Task instructions
Convert only the lines from the start of the data through the line containing "[269,170,327,245]", inclusive, into a JSON list of strings with one string per line, leaving out blank lines.

Supplied records
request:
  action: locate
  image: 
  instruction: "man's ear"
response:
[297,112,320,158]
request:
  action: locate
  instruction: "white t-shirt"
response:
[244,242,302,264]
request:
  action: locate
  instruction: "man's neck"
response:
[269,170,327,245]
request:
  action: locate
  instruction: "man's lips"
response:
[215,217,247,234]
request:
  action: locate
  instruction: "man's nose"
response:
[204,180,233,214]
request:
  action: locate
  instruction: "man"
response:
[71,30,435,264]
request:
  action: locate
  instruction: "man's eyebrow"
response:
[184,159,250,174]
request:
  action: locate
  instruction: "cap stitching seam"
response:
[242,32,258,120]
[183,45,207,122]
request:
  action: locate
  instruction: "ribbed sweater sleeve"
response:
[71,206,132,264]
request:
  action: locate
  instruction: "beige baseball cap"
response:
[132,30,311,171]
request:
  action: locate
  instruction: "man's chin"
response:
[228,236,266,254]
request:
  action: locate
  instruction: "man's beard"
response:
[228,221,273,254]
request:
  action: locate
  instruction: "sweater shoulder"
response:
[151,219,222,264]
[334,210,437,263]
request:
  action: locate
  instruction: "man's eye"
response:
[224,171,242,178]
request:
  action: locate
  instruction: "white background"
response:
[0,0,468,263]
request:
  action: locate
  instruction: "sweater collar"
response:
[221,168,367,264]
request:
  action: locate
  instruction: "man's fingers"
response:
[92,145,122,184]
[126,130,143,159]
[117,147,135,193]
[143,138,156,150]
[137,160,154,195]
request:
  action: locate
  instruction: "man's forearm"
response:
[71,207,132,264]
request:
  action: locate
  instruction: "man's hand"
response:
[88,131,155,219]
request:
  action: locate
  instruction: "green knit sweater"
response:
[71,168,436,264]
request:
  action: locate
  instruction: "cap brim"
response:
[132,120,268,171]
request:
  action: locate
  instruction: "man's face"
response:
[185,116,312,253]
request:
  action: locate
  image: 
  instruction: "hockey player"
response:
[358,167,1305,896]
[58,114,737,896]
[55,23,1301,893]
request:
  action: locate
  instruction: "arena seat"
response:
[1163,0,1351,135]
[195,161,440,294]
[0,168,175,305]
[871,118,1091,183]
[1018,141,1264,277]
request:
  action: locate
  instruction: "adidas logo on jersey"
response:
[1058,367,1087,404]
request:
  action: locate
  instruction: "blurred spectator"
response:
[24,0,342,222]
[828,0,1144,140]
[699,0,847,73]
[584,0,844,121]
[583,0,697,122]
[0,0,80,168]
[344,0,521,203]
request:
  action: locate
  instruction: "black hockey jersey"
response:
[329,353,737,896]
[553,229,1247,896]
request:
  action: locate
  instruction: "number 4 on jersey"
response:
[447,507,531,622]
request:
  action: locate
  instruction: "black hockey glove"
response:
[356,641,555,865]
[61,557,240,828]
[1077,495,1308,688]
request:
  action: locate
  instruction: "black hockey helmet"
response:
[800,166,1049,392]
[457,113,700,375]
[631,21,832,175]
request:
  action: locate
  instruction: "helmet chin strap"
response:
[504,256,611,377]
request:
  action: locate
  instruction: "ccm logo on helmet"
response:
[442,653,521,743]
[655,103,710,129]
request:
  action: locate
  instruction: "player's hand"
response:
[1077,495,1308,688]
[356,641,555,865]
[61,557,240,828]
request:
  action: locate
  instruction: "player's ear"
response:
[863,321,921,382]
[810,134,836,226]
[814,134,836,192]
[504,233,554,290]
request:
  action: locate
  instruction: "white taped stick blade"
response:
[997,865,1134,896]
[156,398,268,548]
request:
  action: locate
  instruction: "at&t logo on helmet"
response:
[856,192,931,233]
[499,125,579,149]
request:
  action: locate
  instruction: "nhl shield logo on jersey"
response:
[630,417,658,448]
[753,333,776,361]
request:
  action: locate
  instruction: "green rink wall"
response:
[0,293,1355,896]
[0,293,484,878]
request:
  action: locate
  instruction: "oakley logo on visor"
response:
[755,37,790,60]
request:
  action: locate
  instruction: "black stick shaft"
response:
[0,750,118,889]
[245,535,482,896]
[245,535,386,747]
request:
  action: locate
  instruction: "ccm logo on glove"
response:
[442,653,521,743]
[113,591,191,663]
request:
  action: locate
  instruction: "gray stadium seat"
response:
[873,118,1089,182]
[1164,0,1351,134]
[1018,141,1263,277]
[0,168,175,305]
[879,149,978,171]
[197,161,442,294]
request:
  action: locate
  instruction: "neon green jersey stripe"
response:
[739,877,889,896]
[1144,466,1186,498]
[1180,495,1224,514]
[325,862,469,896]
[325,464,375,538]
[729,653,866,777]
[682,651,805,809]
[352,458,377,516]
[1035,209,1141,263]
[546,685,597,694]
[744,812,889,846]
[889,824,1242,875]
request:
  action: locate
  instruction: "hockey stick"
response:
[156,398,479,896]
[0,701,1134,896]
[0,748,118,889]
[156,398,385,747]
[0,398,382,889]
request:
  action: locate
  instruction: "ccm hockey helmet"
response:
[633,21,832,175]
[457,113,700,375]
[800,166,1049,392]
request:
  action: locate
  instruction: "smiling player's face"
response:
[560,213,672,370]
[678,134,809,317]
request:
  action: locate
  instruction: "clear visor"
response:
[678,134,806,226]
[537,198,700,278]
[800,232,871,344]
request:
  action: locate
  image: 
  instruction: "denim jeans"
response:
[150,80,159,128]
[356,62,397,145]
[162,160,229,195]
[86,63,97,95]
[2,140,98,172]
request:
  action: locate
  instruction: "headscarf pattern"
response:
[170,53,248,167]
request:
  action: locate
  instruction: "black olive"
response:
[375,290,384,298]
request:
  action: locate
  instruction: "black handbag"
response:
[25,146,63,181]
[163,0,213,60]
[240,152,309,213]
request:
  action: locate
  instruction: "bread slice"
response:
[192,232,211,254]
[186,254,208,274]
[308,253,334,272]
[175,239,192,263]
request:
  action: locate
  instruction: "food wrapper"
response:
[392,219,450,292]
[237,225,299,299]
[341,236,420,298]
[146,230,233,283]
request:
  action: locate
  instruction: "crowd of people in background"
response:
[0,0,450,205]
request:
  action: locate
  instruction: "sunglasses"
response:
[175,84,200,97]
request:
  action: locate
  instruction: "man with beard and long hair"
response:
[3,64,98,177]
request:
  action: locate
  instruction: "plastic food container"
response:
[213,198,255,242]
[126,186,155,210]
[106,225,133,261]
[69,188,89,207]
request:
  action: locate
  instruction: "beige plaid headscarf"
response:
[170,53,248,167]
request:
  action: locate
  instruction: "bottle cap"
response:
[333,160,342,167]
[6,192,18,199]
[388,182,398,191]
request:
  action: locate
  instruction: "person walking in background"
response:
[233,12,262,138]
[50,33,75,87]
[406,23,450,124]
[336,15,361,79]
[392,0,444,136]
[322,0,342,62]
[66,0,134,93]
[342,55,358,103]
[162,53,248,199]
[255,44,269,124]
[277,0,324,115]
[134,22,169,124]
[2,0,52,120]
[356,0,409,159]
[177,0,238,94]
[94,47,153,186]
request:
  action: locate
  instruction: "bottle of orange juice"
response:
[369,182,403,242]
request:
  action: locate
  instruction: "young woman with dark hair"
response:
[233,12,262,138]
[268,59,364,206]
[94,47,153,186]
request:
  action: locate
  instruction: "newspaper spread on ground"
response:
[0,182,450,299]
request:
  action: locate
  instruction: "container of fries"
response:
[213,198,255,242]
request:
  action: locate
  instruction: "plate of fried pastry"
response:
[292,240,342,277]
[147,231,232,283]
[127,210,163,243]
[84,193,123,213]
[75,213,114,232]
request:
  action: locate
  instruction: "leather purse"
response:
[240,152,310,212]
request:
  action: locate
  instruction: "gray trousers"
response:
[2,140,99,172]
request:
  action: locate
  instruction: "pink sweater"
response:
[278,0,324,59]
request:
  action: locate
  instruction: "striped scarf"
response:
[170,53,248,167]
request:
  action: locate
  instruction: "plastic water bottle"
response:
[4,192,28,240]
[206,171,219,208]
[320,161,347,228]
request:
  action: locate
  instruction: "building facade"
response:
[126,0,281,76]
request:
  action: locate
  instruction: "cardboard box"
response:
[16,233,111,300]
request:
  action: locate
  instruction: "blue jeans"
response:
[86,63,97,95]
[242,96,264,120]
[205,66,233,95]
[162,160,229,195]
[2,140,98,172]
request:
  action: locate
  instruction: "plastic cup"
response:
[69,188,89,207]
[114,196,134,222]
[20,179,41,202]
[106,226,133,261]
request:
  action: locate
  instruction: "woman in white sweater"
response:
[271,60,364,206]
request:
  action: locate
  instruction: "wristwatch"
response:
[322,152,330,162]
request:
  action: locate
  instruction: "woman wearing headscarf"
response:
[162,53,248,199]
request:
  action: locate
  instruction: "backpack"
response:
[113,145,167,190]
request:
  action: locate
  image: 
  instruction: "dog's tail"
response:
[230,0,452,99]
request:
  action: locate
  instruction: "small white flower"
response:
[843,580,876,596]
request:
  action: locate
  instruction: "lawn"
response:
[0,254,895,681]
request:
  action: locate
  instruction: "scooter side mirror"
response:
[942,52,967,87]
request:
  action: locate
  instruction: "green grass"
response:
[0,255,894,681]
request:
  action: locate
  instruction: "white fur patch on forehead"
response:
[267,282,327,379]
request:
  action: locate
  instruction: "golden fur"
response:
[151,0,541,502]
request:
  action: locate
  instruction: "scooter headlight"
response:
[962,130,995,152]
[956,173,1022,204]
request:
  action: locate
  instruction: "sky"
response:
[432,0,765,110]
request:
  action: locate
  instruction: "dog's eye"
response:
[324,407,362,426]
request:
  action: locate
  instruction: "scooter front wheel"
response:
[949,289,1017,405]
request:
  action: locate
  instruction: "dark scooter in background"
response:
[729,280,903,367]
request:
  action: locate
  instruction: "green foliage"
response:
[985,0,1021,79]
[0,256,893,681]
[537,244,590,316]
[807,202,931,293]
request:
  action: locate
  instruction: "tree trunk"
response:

Response below
[
  "request:",
  "  action: locate",
  "  image: ",
  "  instruction: \"man's ear\"",
  "response:",
  "[297,112,320,158]",
  "request:",
  "  action: locate",
  "  instruction: \"white t-shirt\"",
  "response:",
  "[244,242,302,264]",
  "request:",
  "  action: locate",
  "  instruction: \"man's neck\"",
  "response:",
  "[269,170,327,245]"
]